* [Aim]:
Gather each line in the rows below that contains the word "placing", and copy those lines out in full.

* [Material for this task]:

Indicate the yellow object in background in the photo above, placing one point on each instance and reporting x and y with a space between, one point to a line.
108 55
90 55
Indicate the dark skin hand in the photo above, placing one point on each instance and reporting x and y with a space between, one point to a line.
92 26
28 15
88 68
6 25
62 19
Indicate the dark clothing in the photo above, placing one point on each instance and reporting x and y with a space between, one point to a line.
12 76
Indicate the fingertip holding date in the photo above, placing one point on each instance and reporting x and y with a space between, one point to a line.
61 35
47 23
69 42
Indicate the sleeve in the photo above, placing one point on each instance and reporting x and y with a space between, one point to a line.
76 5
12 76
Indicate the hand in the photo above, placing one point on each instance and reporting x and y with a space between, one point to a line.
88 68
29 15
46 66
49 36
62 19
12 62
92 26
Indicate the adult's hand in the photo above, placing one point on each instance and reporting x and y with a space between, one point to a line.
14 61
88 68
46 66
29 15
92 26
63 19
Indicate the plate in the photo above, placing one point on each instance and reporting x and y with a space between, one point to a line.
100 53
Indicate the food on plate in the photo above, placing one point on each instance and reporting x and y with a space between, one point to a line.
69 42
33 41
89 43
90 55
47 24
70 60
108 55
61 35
---
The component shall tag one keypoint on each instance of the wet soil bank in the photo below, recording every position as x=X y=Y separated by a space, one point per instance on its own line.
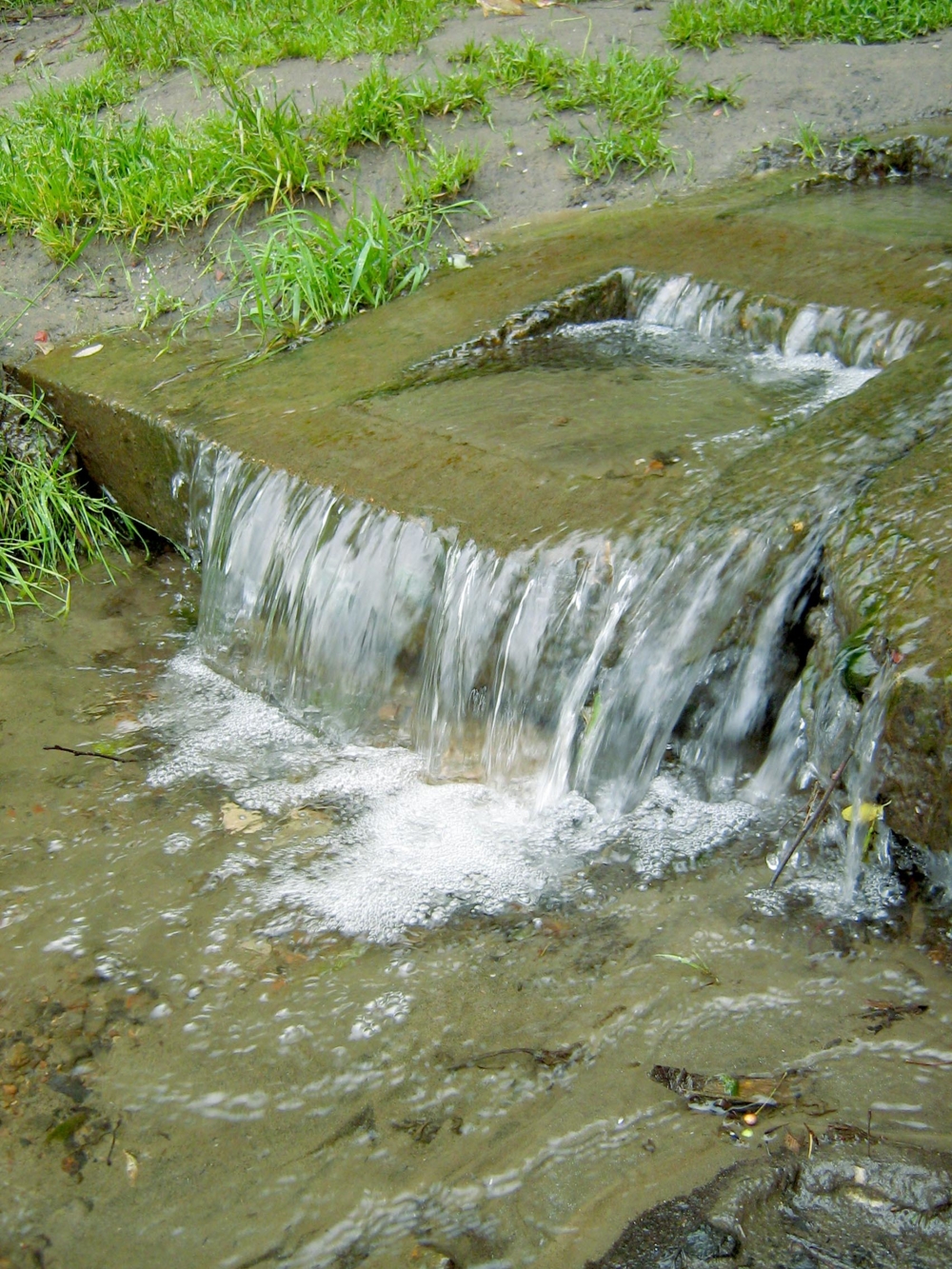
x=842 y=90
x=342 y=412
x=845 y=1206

* [The response]:
Indicate the yellow object in background in the photo above, placing one point on each instance and reporting x and y with a space between, one point to a line.
Indicate the dark skin hand in the photo above, placing one point on each instance and reporting x and y with a space between, one point to a line.
Indicate the dark clothing in the photo above, placing one point on each instance and reporting x and y with a space between, one point to a line.
Indicate the fingertip holding date in the photo above, placing one point on each instance and reporting x and y with a space between, one point to a line.
Indicate the sleeve in the photo above, placing one point on each instance and reporting x and y with a space between, one point to a line.
Indicate the hand in the photo above, placing one point on each instance and reporting x and y with a space between, one point to a line.
Indicate the adult's hand in the photo above, placing one point on each instance and reporting x and y with a space between, one point to a line.
Indicate the plate in the photo above, placing one point on each instance and reporting x and y with a space between, one point to a line.
Indicate the food on plate in the photo above, placing one point on each instance and reporting x and y with a space between, one point to a line.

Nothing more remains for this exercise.